What this task involves → Quote every one of the items below word for word, leaving out the pictures.

Dataset rows →
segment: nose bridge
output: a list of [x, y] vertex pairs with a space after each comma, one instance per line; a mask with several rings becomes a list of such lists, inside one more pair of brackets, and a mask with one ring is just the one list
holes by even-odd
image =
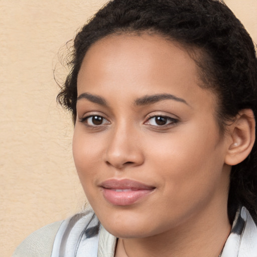
[[138, 142], [139, 132], [139, 129], [124, 120], [114, 125], [109, 134], [106, 162], [118, 169], [142, 164], [144, 156]]

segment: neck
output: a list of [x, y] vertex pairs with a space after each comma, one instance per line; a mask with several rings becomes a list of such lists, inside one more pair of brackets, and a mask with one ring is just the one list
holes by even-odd
[[115, 257], [218, 257], [231, 229], [226, 208], [206, 212], [158, 235], [119, 239]]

In response →
segment: nose bridge
output: a list of [x, y] vertex pairs with a space after each comma, one instance per line; a mask with several rings becomes a list of such lists, inside one more pair of brackets, and a mask with one ring is just the one list
holes by even-odd
image =
[[138, 142], [139, 132], [139, 129], [124, 120], [114, 125], [109, 134], [106, 162], [118, 169], [142, 164], [144, 156]]

segment: neck
output: a list of [x, y] vertex pairs with a space after each comma, one instance per line; a mask with several rings becomes a list of such lists, inside one more pair of brackets, and a mask with one ring is just the one list
holes by even-odd
[[115, 257], [218, 257], [231, 229], [226, 208], [206, 212], [158, 235], [119, 239]]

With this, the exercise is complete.